+++ Data to process +++
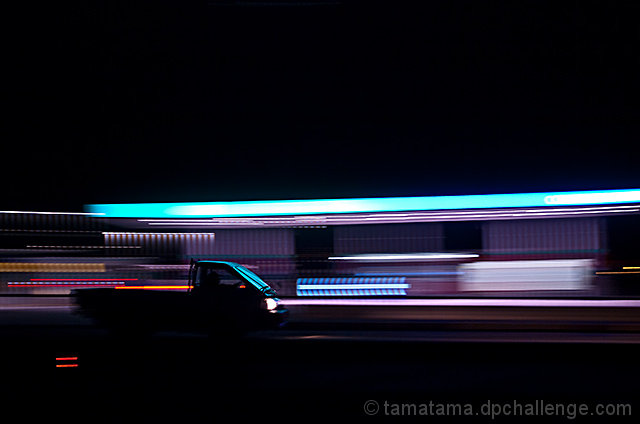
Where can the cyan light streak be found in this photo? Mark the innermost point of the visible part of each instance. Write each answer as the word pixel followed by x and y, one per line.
pixel 383 204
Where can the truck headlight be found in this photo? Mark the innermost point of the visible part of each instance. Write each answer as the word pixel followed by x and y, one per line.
pixel 271 303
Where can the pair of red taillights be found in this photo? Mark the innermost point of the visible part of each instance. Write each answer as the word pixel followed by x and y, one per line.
pixel 67 362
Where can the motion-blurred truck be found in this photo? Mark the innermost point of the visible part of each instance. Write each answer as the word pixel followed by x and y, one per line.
pixel 222 298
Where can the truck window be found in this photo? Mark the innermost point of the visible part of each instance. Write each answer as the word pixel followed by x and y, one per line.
pixel 228 279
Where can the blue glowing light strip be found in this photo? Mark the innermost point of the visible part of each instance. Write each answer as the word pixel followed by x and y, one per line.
pixel 379 286
pixel 382 204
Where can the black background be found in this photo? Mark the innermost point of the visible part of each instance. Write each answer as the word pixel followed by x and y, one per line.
pixel 204 101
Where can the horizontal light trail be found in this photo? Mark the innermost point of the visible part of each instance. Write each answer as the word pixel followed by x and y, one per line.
pixel 358 205
pixel 531 303
pixel 183 287
pixel 353 286
pixel 83 279
pixel 405 256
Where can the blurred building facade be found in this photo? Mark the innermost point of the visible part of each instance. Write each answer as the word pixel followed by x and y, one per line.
pixel 579 250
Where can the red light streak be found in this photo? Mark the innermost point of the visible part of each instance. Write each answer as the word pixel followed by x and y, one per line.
pixel 152 287
pixel 83 279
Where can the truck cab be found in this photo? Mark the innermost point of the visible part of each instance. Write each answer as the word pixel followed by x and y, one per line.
pixel 221 298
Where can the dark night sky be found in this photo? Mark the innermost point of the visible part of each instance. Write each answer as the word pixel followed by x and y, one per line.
pixel 193 101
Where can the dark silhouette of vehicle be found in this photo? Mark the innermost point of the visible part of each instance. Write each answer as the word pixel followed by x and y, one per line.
pixel 223 298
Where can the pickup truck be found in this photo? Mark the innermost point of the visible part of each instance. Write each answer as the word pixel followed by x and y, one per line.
pixel 222 298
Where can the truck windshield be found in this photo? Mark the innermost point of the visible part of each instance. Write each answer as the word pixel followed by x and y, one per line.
pixel 253 277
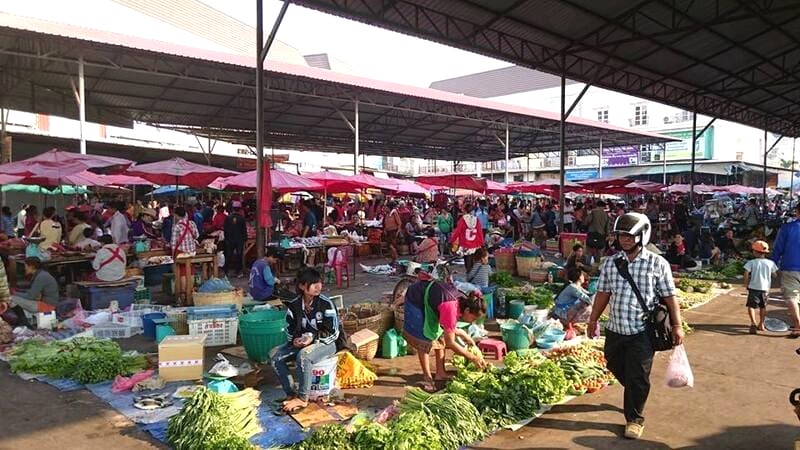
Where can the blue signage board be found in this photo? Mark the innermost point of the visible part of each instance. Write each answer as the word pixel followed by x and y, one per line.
pixel 580 174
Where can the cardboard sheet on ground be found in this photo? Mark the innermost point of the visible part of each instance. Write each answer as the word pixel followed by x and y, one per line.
pixel 315 415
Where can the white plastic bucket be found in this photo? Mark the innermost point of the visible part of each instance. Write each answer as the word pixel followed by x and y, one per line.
pixel 323 378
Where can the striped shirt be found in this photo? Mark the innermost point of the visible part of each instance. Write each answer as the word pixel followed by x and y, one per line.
pixel 652 275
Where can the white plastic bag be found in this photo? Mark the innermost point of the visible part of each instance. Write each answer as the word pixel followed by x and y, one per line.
pixel 679 373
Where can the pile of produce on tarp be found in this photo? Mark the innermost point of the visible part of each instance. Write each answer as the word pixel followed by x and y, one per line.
pixel 85 359
pixel 512 393
pixel 584 366
pixel 692 292
pixel 216 421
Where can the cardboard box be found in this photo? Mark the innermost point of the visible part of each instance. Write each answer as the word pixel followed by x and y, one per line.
pixel 181 358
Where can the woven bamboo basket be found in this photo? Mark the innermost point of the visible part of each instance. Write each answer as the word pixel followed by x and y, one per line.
pixel 506 262
pixel 371 316
pixel 526 263
pixel 235 297
pixel 538 275
pixel 368 351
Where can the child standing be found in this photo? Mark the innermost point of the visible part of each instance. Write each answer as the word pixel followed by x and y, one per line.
pixel 758 278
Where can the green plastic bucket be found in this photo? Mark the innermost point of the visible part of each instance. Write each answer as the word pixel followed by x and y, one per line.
pixel 262 331
pixel 515 309
pixel 515 336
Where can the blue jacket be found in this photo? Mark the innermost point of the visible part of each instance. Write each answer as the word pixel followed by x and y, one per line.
pixel 786 253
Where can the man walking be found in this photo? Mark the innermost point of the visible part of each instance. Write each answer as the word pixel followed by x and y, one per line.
pixel 628 349
pixel 787 256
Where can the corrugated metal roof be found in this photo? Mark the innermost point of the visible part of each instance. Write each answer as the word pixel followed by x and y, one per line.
pixel 209 93
pixel 499 82
pixel 732 59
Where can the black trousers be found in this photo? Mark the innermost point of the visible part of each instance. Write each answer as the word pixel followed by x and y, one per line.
pixel 233 255
pixel 630 359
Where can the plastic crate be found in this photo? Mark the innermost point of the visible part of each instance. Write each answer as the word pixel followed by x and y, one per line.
pixel 100 297
pixel 218 331
pixel 142 295
pixel 212 312
pixel 114 331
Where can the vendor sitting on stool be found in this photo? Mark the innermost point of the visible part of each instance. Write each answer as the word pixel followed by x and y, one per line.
pixel 110 262
pixel 432 309
pixel 573 302
pixel 262 281
pixel 42 296
pixel 313 329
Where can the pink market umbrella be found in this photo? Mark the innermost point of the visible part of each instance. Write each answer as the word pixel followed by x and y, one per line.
pixel 456 181
pixel 178 171
pixel 126 180
pixel 337 183
pixel 66 162
pixel 282 182
pixel 493 187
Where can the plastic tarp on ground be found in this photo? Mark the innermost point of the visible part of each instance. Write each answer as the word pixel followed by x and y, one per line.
pixel 178 171
pixel 282 182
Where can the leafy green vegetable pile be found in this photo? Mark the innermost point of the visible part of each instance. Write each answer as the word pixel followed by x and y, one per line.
pixel 502 279
pixel 216 421
pixel 86 360
pixel 540 296
pixel 515 392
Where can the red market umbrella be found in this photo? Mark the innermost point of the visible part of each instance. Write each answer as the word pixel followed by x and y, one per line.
pixel 65 162
pixel 178 171
pixel 456 181
pixel 126 180
pixel 282 182
pixel 337 183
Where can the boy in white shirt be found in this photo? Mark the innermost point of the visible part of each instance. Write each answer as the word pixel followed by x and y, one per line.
pixel 758 279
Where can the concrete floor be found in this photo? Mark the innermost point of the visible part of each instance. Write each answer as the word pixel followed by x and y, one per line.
pixel 739 401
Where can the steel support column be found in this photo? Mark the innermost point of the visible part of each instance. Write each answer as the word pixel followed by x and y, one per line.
+++
Exercise task - Update the records above so that each "in this photo" becomes "in this image", with everything else kept the same. Leave the pictures out of your answer.

The output -
Where can the cyan light streak be found in this image? Mark the innermost point of the visible part of each instance. Write each answer as the word pixel followed by x and y, one per line.
pixel 383 204
Where can the truck headlight be found in this image? Mark the innermost point of the visible part of each instance. Write each answer as the word pixel followed by x and y, one per line.
pixel 271 303
Where can the pair of red taillights be found in this image? Mark the innermost point of the visible part of each instance. Write each answer as the word pixel followed by x and y, one per line.
pixel 67 362
Where can the motion-blurred truck be found in this image? Mark the innermost point of the visible part of each instance. Write each answer as the word pixel followed by x and y, one per line.
pixel 222 298
Where can the truck window be found in this image? Mark the innermost point of the visible part of each instance. Write each answer as the word pixel followed by x and y, one per line.
pixel 228 279
Where can the blue glowing light strip be found in this image? Mark the innermost point of the visible part of each instance. Write each answer as the word pixel followed by x and y, one per line.
pixel 379 286
pixel 382 204
Where can the black background be found in this image? Mark the innermost point of the visible part of each instance. Write each answer as the word pixel followed by x and y, one per line.
pixel 204 101
Where can the horizontal light trail be found in this image? Mark the innermost point of the visible part of each instance. Write each answer as the word pixel followed by x and y, one per line.
pixel 358 205
pixel 531 303
pixel 183 287
pixel 353 286
pixel 83 279
pixel 405 256
Where can the blurred building facade be found in this image? Mark the innermost point of the visible part of each instance. Write each answer as the word pixel followed by x and y, one per line.
pixel 579 250
Where can the red light streak be found in this image? Mark the innermost point of the visible part of each instance. Write each answer as the word pixel followed by x and y, one per line.
pixel 152 287
pixel 83 279
Where can the truck cab be found in this image? Mark the innermost point of the visible part of each instance. Write each answer as the word pixel followed by x and y, one per line.
pixel 221 298
Where can the dark night sky be found in this image? Mark the innermost point of the visible part of each instance. Write each answer as the word pixel followed by x and y, one per line.
pixel 193 101
Where can the dark silhouette of vehicle be found in this image? Mark the innermost point of the visible part of each instance. Write each answer as the word pixel followed by x and y, one per line.
pixel 223 298
Where can the pickup truck be found in this image? Mark the innermost point of the visible part of each instance. Write each answer as the word pixel followed by x and y, one per line.
pixel 222 298
Where can the truck windshield be found in this image? Mark the innermost point of the visible part of each instance. Write each answer as the word pixel followed by x and y, one per line.
pixel 253 277
Where can the blue signage board be found in this image? Mark the innermost point of the visible part of each instance. Write each answer as the word pixel followed by x and y, one per line.
pixel 580 174
Where can the cardboard sheet on ground be found in this image? Mark the innermost point of the visible part of each instance. Write each answer as the word pixel followed by x and y, one per line.
pixel 315 415
Where can the white plastic bucket be found in this image? Mark the innermost point of the visible part of each instance. Write each answer as the word pixel followed by x and y, one per line.
pixel 323 378
Where can the striped shirt be found in this image? Mark the innermost point of the visible part of each instance. Write each answer as the word pixel followed by x and y, one per line.
pixel 652 275
Where can the white plastic bag be found in this image? Mark the innermost point of the visible part of each instance. Write each answer as the word pixel followed by x and y, one per line.
pixel 679 373
Where can the pile of produce on tarp be found in this image? Mark the innermost point of the visible part of each instance. Write each answer as the word pixel followed by x and y, one per line.
pixel 85 359
pixel 512 393
pixel 584 366
pixel 692 292
pixel 216 421
Where can the cardboard box be found in this image? Mark the innermost point of the visible part of each instance. Write each answer as the word pixel followed by x and y, one per line.
pixel 181 358
Where can the woven bamboo basket be found in this image? Mark the innermost point of the visible part of each instance. Write each answer as the word pixel followed by x and y, one per line.
pixel 506 262
pixel 371 316
pixel 526 263
pixel 235 297
pixel 538 275
pixel 368 351
Where can the child standing be found in this image? Mark the innermost point of the visible part of each instance. Write each answer as the word pixel followed by x and y, one per line.
pixel 758 278
Where can the green plastic bucket be found in this image? Mark the innermost point of the visible part of each instance. Write each answer as the word pixel followed by x and y, one per line.
pixel 262 331
pixel 515 309
pixel 515 336
Where can the blue jacket be found in this image? Mark the innermost point of the visible part of each instance. Write each answer as the word pixel followed by x and y, one per line.
pixel 786 253
Where can the man walking be found in this image? Mark the innermost point of the visible part of each instance. Write each answer as the word pixel followed by x and y, one per line.
pixel 628 349
pixel 787 256
Where can the corrugated metal roof be found in this image? Mark the innermost point of the visible part of each instance. Write each answer as the word pixel followed by x and y, one per line.
pixel 209 93
pixel 499 82
pixel 732 59
Where can the black trousers be found in this image? Mark the innermost point of the visible part of each instance. Write each answer as the word pixel followed by x and y, one per line.
pixel 233 255
pixel 630 359
Where can the plastic crate be found in this image? Mark the innermost point of the visible part of each instance. Write each answer as the word pixel followed by x and y, one per line.
pixel 100 297
pixel 218 331
pixel 142 295
pixel 212 312
pixel 114 331
Where can the vendor sitting on stool be found in this image? Mark the innermost point of the visible part of each instance. Write each answer as the word pixel followed by x and y, one per line.
pixel 110 262
pixel 432 309
pixel 573 302
pixel 262 281
pixel 42 296
pixel 313 329
Where can the pink market umbrella be found in this image? Mark the innermost point of the visible part of each instance. Write each answer as the word pixel followed by x and y, one per line.
pixel 456 181
pixel 178 171
pixel 126 180
pixel 337 183
pixel 66 162
pixel 282 182
pixel 493 187
Where can the plastic tarp on ground be found in this image? Mark the innermost point of the visible part of each instance. Write each answer as the word pixel followed by x and y, one per line.
pixel 178 171
pixel 282 182
Where can the leafy green vegetable pile be found in this image? Mark the innermost point of the visible part of each instance. Write each answer as the word pixel followed by x and y, one per line.
pixel 502 279
pixel 216 421
pixel 86 360
pixel 540 296
pixel 515 392
Where can the red market umbrella be found in this image? Mark the innermost point of the visible part of each instance. Write each answer as the word pixel followed by x and y, one per line.
pixel 65 162
pixel 178 171
pixel 456 181
pixel 126 180
pixel 282 182
pixel 337 183
Where can the boy in white shirt be found in this image? Mark the innermost point of the visible part of each instance. Write each answer as the word pixel followed by x and y, one per line.
pixel 758 279
Where can the concrete floor be found in this image? Mark the innermost point of the visible part of each instance. Write each answer as the word pixel followed by x and y, one per line.
pixel 739 401
Where can the steel support column be found in this image? Mark the innermost point of the visible part of each instance. Write each answer as the word pixel followed by x and y, one per line.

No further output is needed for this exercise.